## Your objective
From the records below, take each line where the string "background" shows up and copy it.

Stored entries:
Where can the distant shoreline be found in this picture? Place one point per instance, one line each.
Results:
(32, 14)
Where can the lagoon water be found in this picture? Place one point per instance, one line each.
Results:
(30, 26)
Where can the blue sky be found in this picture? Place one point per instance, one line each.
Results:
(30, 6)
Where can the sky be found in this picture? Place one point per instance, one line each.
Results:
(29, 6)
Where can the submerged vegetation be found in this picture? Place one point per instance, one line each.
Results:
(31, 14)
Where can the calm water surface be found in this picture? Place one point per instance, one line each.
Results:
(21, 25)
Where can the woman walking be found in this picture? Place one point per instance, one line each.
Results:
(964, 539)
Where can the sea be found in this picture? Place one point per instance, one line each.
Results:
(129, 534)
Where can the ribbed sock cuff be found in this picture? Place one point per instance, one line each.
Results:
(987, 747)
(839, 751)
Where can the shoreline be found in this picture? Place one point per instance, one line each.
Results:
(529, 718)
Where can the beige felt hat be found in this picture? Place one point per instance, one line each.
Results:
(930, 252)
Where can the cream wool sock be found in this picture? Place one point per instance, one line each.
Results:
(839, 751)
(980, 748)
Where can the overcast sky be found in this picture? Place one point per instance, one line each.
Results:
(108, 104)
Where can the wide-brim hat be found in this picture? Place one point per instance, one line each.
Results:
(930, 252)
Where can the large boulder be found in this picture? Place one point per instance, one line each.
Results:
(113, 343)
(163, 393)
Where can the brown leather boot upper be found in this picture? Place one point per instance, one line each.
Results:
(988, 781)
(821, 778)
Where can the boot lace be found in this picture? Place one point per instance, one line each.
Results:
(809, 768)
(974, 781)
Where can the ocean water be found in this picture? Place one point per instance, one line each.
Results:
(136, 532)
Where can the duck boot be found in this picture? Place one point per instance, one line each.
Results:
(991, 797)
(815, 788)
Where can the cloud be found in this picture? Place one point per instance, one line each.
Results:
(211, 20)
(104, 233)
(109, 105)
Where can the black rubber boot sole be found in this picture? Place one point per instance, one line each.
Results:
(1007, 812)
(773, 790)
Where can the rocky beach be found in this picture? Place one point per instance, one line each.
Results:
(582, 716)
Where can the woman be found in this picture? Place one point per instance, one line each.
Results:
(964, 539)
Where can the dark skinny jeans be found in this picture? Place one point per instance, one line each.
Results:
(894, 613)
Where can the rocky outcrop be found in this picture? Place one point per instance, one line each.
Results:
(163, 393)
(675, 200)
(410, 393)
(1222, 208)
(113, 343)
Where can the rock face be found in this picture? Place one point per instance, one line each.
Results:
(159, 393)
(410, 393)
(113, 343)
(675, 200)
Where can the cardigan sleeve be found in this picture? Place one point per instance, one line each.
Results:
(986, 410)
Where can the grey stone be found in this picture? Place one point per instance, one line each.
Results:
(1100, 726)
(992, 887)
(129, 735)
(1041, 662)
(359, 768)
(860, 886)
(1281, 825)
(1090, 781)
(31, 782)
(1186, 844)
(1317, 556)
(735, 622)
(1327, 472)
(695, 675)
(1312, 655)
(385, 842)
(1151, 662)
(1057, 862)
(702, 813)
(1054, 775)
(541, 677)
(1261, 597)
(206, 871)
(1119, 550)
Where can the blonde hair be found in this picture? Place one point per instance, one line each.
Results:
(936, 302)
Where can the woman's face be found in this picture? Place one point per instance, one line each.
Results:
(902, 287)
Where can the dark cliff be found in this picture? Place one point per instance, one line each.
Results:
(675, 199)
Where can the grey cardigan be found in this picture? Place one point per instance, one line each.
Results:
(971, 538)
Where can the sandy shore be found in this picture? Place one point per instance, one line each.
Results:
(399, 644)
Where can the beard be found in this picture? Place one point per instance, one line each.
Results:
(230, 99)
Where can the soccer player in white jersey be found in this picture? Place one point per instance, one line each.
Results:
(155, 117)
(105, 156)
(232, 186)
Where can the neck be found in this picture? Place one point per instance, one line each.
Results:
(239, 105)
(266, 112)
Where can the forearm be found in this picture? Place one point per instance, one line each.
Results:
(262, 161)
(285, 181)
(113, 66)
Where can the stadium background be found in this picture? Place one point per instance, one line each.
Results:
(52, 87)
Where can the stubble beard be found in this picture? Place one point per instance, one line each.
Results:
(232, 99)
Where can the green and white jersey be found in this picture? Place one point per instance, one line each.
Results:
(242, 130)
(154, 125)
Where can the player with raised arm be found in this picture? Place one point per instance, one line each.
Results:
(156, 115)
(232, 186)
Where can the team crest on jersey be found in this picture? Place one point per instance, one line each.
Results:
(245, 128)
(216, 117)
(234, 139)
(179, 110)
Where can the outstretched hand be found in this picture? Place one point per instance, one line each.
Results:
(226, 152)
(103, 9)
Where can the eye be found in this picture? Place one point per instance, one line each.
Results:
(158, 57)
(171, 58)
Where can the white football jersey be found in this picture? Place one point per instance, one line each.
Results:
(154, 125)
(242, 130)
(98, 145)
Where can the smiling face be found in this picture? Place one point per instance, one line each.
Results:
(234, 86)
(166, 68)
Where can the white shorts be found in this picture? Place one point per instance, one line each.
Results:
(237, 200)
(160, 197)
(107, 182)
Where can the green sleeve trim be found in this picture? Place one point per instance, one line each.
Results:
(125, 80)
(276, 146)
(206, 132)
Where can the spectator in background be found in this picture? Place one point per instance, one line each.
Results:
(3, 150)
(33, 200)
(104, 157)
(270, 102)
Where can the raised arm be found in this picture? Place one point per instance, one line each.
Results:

## The answer
Where can the stadium background be found in this picture? Place one point per instance, one line each.
Where can the spectator in background be found in this picture? Place one point per instance, one line each.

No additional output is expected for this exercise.